In the listing below, locate the line containing "Tag the blue storage" and the line containing "Target: wooden doll". Output both of them and every line between, exactly as written, and nothing more.

Supplied records:
───

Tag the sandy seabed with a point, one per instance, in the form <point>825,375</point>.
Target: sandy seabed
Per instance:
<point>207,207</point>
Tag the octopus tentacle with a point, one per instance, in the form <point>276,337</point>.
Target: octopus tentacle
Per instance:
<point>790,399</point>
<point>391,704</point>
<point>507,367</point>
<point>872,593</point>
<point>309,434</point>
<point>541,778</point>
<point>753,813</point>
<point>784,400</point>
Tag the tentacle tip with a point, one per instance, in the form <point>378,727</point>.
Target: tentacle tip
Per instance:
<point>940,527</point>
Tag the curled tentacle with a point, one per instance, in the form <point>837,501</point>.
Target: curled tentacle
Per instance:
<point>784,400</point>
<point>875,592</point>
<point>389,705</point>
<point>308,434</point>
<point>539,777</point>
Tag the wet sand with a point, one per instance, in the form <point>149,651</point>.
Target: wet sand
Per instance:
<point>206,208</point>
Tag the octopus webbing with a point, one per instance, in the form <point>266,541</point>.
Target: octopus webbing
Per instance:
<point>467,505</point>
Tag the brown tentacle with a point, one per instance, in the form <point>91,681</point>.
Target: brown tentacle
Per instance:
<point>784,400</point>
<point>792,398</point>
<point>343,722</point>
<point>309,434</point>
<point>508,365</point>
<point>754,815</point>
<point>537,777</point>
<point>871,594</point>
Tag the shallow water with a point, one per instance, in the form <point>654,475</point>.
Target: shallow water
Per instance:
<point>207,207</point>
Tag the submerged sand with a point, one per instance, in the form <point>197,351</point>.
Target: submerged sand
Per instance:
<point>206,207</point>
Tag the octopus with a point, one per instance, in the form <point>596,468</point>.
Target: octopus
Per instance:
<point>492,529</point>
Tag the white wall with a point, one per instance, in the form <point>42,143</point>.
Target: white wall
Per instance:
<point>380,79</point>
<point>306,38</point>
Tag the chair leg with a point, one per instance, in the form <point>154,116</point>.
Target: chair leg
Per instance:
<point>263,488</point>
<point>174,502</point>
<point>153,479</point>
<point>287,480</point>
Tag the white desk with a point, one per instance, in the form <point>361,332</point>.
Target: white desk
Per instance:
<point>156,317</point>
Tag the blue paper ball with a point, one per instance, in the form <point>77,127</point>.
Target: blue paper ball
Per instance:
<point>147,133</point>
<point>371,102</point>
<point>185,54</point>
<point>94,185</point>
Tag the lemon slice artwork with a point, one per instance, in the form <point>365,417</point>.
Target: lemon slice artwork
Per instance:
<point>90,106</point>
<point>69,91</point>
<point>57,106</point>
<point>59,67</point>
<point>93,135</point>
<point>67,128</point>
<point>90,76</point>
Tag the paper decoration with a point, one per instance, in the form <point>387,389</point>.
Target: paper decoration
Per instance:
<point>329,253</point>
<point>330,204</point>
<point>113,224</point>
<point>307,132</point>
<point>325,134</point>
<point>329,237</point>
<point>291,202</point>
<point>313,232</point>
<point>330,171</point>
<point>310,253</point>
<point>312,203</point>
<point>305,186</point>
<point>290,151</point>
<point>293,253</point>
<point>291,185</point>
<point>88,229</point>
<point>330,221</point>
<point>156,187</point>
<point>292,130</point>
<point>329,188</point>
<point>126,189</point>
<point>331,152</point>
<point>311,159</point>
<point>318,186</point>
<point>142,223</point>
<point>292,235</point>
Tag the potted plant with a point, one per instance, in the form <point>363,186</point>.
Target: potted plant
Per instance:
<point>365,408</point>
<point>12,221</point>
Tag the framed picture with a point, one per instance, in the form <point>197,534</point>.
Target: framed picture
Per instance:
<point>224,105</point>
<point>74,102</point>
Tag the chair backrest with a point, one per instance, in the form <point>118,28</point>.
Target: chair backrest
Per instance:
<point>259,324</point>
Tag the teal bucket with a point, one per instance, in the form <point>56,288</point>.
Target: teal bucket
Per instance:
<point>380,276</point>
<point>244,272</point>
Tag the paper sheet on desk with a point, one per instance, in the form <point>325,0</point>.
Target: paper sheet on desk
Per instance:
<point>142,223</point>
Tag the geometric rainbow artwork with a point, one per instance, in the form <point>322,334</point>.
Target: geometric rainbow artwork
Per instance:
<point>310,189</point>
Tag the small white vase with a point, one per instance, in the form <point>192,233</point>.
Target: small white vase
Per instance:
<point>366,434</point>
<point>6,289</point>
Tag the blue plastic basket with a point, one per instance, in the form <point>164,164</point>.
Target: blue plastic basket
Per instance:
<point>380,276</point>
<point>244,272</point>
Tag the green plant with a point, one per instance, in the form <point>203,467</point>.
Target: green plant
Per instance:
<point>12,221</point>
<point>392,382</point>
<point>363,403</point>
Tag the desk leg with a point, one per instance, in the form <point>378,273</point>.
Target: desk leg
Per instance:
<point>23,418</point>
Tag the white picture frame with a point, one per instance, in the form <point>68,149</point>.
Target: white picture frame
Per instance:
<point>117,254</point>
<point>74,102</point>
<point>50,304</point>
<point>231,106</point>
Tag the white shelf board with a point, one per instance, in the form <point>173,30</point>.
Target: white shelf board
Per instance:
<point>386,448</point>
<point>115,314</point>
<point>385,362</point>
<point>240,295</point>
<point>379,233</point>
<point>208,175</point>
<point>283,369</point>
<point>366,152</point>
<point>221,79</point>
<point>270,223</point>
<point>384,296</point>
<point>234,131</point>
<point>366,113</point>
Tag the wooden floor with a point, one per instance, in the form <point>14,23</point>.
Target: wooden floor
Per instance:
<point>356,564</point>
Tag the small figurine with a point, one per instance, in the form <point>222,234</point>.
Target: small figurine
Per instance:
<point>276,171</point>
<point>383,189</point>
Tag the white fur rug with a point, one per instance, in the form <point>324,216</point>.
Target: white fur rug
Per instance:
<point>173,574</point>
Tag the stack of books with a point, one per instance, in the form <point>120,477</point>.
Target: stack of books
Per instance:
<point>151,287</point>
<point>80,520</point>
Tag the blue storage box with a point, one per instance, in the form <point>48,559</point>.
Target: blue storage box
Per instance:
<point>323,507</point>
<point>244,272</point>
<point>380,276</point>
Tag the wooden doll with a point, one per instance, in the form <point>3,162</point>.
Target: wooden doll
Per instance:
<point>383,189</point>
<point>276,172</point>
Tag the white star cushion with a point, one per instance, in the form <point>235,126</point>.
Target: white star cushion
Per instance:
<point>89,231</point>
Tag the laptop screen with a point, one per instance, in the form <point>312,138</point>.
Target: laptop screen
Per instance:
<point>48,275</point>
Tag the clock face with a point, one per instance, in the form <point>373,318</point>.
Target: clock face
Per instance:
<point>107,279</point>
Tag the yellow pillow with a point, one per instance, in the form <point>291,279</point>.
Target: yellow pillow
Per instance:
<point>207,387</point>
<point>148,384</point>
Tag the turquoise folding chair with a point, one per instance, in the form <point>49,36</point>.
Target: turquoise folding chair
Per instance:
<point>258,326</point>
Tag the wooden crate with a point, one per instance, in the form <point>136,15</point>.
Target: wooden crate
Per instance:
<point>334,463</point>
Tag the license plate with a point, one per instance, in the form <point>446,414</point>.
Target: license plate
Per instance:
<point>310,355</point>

───

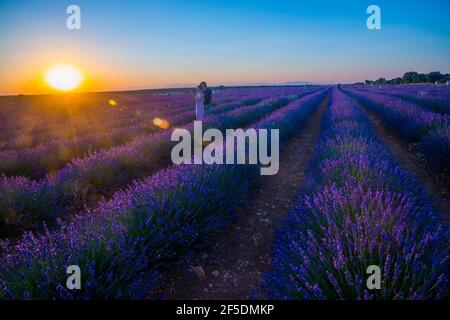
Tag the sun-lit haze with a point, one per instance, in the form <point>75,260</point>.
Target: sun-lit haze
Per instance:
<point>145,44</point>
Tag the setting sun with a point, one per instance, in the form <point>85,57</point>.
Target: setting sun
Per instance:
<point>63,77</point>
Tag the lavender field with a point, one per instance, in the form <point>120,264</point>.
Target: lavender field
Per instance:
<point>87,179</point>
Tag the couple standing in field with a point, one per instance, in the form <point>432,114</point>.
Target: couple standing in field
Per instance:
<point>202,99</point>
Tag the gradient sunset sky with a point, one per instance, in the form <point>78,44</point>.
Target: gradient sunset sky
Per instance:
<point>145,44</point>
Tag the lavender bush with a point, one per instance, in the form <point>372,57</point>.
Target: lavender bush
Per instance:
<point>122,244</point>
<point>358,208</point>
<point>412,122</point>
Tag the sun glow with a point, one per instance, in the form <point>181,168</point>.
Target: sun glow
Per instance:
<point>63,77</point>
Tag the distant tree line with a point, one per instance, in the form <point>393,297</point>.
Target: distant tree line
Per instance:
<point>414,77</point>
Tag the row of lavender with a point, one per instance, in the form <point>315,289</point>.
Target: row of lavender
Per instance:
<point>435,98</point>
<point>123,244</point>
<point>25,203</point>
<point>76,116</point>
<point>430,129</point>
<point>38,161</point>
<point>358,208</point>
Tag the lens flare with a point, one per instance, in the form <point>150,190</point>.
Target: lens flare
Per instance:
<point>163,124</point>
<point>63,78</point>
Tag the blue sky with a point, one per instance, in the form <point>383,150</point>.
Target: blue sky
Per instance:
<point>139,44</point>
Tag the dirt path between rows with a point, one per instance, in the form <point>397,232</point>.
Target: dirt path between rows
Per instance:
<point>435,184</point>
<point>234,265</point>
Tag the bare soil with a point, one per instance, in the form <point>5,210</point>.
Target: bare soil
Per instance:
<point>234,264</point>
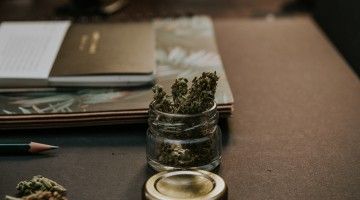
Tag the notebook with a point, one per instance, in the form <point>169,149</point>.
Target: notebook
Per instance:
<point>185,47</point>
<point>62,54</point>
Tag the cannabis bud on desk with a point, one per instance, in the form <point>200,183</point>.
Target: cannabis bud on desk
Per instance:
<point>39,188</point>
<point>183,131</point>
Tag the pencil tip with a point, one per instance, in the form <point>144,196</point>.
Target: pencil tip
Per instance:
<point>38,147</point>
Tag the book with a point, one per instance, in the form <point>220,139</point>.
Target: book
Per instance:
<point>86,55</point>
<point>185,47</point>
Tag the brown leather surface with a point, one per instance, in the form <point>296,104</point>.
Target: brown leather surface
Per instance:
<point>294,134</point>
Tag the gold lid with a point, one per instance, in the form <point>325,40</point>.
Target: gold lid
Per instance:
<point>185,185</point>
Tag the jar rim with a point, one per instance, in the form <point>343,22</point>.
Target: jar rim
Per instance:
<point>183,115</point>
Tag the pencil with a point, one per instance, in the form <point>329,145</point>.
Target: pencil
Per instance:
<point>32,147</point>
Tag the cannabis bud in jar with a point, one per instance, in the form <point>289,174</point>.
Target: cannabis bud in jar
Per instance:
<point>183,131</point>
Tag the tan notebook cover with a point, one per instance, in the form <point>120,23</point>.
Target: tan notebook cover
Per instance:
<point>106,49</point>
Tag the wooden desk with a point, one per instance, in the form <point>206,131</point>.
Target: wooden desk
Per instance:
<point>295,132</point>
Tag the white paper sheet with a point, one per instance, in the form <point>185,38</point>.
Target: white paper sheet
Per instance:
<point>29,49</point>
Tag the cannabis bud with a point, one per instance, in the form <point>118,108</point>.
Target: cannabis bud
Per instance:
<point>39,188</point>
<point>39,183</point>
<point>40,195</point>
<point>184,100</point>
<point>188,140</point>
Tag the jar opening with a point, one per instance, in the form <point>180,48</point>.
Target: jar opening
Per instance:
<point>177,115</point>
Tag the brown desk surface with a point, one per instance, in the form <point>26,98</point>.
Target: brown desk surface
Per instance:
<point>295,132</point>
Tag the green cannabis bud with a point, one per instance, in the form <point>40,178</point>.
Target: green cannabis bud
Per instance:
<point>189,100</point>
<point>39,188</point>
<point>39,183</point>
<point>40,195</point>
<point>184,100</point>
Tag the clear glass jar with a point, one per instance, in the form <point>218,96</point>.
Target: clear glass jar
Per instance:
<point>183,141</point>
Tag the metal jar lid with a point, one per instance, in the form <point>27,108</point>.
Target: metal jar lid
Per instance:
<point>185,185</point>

───

Expected answer:
Tag the blue storage box with a point, one per instance, in the form <point>48,559</point>.
Target: blue storage box
Per instance:
<point>323,507</point>
<point>244,272</point>
<point>380,276</point>
Tag the wooden doll with a point, one per instance, in the form <point>3,162</point>.
Target: wooden doll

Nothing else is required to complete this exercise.